◆ **Document section**

If water comes, can life be far behind?
NASA’s Mars Reconnaissance Orbiter (MRO) recently detected intermittent signs of liquid water in present day Mars. This finding provides the strongest evidence yet for the presence of liquid water in the red planet after fifteen years of intensive exploration. While researchers believe Mars was once a warm and wet planet which could have supported life, it is believed that its smaller size, lesser gravity and thinner atmosphere as compared to earth could have led to most of the water being evaporated and lost into space.
Mars now is an extremely cold planet which implies that the liquid water is likely to be highly salty, as pure water freezes at 0°C and salt impurities lower the freezing point. It is also likely that the kind of salt present is not the typical Sodium chloride, but more toxic ones such as perchlorate.
What is exciting about Mars having liquid water?
Scientists are excited as the presence of liquid water is integral for life to originate, at least on Earth. Though life may originate without water elsewhere, we are not aware of such an event and therefore the interest for finding life outside Earth with or without water is still high.

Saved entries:
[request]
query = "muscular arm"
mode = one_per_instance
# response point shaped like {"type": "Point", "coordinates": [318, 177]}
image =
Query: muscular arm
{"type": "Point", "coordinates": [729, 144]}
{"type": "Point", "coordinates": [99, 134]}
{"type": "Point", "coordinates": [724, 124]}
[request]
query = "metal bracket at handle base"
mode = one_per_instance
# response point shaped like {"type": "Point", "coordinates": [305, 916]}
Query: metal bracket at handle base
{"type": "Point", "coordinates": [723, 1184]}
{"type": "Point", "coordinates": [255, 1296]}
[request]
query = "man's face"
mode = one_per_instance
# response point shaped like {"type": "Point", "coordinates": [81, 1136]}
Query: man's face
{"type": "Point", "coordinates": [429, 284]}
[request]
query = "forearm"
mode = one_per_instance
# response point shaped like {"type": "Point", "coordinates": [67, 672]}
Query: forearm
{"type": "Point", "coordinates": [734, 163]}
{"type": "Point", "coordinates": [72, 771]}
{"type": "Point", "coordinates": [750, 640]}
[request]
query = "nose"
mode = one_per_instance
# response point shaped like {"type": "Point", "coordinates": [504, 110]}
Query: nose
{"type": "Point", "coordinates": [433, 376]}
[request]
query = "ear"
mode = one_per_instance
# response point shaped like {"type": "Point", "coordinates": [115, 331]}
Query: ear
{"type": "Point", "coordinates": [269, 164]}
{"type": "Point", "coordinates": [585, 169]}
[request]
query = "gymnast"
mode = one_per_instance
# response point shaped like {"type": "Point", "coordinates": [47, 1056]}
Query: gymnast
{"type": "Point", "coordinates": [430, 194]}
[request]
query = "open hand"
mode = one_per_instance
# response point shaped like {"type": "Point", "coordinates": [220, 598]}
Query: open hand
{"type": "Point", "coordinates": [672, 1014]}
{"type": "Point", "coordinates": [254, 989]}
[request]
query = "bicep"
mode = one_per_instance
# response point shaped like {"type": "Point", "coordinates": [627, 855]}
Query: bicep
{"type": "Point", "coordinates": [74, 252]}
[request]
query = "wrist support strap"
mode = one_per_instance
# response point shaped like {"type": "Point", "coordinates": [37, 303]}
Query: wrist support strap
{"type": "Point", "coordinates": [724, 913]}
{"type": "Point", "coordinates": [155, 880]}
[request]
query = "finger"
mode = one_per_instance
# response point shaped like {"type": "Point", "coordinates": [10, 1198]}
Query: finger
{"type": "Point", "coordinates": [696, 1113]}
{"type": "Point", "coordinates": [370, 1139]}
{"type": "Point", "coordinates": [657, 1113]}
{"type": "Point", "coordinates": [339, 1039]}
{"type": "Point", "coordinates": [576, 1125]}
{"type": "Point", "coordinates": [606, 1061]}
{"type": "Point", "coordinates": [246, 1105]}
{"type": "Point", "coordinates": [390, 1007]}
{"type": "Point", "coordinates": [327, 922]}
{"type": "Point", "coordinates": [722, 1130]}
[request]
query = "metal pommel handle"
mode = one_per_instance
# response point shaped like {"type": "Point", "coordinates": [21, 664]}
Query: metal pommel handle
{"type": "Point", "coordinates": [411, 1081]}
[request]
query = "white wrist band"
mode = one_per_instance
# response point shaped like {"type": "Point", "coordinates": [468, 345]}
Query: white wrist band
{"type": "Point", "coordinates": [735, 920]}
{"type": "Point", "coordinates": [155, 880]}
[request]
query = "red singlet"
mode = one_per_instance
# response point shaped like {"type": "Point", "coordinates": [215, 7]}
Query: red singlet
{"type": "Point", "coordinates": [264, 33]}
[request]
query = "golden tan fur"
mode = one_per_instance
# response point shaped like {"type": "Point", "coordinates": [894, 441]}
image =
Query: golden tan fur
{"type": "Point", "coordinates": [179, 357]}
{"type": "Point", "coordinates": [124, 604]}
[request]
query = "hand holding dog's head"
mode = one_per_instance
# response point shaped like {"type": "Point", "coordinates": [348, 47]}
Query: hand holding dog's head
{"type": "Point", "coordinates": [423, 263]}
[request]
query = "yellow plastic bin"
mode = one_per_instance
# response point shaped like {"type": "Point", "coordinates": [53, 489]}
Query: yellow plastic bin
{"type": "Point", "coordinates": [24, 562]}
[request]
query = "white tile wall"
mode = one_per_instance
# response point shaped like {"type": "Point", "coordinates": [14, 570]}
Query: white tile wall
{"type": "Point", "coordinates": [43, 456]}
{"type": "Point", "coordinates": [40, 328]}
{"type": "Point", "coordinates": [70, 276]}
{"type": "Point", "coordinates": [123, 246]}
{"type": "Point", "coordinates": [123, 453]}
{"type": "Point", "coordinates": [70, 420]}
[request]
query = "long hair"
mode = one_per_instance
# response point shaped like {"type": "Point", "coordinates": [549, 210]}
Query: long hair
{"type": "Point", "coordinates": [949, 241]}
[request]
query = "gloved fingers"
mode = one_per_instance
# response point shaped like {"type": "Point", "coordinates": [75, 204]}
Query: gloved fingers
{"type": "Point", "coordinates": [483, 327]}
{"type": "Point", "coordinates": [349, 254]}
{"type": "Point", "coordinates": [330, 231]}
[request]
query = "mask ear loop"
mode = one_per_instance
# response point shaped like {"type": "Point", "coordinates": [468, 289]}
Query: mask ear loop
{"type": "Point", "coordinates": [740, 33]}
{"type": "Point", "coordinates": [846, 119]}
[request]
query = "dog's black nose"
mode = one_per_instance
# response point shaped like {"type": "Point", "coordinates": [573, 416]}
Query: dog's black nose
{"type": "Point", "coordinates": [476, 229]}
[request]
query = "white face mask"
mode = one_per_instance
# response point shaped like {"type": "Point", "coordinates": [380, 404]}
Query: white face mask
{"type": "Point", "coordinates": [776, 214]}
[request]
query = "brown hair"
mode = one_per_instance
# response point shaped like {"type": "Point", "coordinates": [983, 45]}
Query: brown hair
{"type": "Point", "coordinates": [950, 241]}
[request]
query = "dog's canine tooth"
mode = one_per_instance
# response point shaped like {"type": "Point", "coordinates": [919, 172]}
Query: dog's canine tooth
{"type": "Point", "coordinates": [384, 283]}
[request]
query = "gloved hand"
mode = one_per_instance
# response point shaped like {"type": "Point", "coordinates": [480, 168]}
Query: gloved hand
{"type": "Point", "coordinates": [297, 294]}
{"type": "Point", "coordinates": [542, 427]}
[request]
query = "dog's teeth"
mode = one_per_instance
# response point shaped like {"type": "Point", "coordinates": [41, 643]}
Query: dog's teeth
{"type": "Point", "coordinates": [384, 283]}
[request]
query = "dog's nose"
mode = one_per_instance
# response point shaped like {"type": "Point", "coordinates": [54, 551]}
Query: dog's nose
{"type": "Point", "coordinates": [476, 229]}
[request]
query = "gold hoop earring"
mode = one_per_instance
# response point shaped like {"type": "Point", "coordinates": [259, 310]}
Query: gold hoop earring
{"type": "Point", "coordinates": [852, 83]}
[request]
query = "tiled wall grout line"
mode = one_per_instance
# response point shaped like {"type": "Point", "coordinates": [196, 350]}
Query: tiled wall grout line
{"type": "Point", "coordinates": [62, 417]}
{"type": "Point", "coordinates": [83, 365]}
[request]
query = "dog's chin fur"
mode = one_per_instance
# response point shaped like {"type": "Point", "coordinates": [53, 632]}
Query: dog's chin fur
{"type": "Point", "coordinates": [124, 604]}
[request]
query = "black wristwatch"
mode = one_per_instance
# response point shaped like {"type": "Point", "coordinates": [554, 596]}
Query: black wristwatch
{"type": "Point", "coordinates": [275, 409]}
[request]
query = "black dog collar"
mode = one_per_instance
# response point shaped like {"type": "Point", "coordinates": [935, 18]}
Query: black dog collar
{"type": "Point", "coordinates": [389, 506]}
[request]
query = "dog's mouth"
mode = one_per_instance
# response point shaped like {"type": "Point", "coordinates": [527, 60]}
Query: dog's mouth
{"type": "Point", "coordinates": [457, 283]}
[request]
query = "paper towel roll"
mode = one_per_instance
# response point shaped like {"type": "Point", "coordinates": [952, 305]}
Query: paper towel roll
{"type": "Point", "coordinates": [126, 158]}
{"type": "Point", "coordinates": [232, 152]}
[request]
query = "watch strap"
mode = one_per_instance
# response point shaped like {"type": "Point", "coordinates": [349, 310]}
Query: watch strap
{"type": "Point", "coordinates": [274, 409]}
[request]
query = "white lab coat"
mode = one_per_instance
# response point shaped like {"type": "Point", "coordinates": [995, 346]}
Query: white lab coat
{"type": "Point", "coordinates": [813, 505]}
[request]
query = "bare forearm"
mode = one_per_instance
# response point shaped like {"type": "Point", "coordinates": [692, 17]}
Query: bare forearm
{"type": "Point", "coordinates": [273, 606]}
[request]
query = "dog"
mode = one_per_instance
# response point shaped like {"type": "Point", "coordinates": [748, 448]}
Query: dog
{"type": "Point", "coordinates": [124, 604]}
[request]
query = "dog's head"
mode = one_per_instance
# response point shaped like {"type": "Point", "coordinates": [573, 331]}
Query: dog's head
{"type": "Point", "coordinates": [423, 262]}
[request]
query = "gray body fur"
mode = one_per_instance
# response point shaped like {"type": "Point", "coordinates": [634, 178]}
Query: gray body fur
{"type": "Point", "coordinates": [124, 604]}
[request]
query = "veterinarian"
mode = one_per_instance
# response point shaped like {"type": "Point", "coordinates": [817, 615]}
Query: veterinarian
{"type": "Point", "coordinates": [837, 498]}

◆ **Aim of the exercise**
Rewrite the Mars water text from "NASA’s Mars Reconnaissance" to "such as perchlorate.", changing "salty" to "saline".

◆ **Response area**
NASA’s Mars Reconnaissance Orbiter (MRO) recently detected intermittent signs of liquid water in present day Mars. This finding provides the strongest evidence yet for the presence of liquid water in the red planet after fifteen years of intensive exploration. While researchers believe Mars was once a warm and wet planet which could have supported life, it is believed that its smaller size, lesser gravity and thinner atmosphere as compared to earth could have led to most of the water being evaporated and lost into space.
Mars now is an extremely cold planet which implies that the liquid water is likely to be highly saline, as pure water freezes at 0°C and salt impurities lower the freezing point. It is also likely that the kind of salt present is not the typical Sodium chloride, but more toxic ones such as perchlorate.